====== Excerpted passage
Perhaps I’m just blind and these pages do carry some of the elements I can’t find. Still, it’s not a good sign that I can’t find them.
So imagine you heard there was this cool debate mash-up thing on Yahoo. I dare you to go to Yahoo and find it and embed a video in your blog and then mash-up some video. When will you give up?
Mind you, Yahoo’s power is supposed to be that it is a portal — a path to finding and doing things. But it makes it damned difficult to get to either. That’s both a failure of Yahoo as a portal and, I think, of portals as a whole.
Maybe Jerry Yang should have given himself more than 100 days to figure out how to fix this thing.
: LATER: See this Adweek story (via PaidContent) about the wisdom of spreading out past the portal, as Google has — WWGD? — yet Yahoo is still sticking to its portal model:
In late 2004, Yahoo CEO Terry Semel, speaking at the Association of National Advertisers, used a familiar metaphor for the company’s strategy: a digital theme park that tempts visitors with endless attractions to get them to stay inside the gates. Analysts credited the strategy for reviving the company’s fortunes following the dot-com bust.
The problem is, we don’t like gates.
“It’s a reflection of consumer behavior,” said Bryan Wiener, CEO of digital agency 360i. “They’ve been disaggregating themselves. They’re spending less time on portals and spreading themselves to blogs and elsewhere.”
Google recognized that early on by stitching together a far-flung network of sites that now accounts for over half its revenue. That’s led Yahoo and fellow Internet 1.0 portals AOL and MSN to expand in a similar way. . . .
The shift from portal-centric strategies comes hand in hand with the rise of user-generated content and social networking sites like MySpace and Facebook redirecting consumer Web behavior away from marquee sites, according to analysts. . . .
Yet the portal is not going anywhere soon, said Todd Teresi, svp of display marketplaces at Yahoo. Instead, it will continue to serve a key role in collecting a trove of behavioral data about consumers that can then be used to target advertising to them when they leave Yahoo’s gates for other sites.
============
====== Data extract
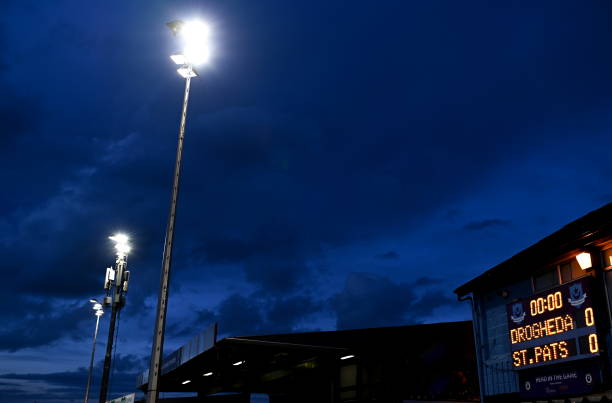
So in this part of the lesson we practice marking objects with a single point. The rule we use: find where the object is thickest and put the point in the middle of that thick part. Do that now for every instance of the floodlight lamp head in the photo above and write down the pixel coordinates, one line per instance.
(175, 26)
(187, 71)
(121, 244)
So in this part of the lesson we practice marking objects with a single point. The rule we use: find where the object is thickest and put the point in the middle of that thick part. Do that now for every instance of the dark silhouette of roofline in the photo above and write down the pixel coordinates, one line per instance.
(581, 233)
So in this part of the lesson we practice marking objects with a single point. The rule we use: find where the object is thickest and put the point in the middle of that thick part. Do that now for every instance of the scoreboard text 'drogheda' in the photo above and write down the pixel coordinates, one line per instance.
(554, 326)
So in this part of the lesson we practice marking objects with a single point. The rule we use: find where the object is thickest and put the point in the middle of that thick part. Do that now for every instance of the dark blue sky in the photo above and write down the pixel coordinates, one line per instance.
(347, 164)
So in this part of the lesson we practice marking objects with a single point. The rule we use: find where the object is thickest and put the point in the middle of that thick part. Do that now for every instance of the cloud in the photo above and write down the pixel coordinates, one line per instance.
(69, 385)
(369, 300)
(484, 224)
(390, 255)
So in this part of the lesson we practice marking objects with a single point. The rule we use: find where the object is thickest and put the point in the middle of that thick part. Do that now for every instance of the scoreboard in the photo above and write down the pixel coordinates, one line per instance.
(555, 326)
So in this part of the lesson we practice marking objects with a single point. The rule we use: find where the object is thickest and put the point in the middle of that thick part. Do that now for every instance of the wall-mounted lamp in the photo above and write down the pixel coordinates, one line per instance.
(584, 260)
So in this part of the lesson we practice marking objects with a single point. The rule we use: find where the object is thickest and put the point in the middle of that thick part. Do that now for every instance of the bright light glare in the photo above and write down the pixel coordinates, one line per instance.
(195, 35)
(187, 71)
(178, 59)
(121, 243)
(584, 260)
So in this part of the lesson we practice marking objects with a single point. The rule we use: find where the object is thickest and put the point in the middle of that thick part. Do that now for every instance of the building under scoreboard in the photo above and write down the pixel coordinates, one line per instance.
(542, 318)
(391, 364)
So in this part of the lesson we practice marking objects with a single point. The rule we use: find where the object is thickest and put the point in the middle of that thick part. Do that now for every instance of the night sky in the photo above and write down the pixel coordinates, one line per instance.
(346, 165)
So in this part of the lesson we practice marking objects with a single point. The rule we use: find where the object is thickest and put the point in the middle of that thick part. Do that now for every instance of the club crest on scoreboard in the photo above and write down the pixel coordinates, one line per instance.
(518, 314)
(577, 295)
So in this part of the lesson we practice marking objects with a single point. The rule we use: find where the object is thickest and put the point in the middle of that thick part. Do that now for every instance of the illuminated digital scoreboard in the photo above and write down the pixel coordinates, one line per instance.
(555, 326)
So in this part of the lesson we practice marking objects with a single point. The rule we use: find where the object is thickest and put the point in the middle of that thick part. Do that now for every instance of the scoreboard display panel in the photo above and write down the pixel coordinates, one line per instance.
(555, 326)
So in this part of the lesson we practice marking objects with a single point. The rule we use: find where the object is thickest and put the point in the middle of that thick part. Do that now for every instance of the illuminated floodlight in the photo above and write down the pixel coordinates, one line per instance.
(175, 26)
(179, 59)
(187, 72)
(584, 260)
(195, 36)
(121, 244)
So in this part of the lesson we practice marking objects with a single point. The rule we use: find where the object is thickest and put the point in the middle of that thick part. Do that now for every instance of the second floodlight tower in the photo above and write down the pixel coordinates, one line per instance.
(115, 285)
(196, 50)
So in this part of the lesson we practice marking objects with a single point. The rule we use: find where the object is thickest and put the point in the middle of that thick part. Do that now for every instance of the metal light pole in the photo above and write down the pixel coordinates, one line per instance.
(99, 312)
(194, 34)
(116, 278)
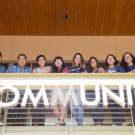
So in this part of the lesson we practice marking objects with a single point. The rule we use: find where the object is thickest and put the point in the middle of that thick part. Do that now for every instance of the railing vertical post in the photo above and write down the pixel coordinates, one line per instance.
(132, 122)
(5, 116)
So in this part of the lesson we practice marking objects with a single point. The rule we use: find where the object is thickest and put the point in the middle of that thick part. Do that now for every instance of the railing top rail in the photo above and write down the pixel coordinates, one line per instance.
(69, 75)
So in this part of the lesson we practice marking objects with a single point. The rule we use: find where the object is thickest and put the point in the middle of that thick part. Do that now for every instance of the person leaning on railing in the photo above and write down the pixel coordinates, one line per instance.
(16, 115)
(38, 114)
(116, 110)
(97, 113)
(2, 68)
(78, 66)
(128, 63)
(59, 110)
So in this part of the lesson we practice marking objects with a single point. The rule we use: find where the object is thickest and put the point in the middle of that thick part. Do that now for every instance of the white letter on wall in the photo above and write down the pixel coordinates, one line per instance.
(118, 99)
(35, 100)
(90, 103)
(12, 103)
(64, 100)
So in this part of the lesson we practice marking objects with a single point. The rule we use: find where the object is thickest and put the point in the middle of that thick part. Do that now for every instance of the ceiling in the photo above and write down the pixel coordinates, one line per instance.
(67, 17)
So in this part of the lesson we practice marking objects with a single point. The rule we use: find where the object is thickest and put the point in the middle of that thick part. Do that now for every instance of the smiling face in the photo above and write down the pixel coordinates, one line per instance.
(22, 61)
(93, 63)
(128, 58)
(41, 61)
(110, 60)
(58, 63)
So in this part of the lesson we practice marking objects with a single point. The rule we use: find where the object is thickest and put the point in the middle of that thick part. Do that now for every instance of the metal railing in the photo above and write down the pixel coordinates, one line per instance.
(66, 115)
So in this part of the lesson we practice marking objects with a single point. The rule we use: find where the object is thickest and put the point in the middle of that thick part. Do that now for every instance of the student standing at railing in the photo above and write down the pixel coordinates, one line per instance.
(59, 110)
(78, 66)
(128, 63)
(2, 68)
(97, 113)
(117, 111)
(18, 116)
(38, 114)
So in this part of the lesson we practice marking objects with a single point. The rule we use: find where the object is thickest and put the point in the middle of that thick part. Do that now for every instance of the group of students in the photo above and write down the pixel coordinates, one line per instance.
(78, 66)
============
■ **Written problem**: Reproduce the passage on Yahoo's portal strategy starting with "Google recognized that" and going on through "similar way. . . .", changing "far-flung network" to "sprawling network". The data are not needed for what is asked here.

■ **Task output**:
Google recognized that early on by stitching together a sprawling network of sites that now accounts for over half its revenue. That’s led Yahoo and fellow Internet 1.0 portals AOL and MSN to expand in a similar way. . . .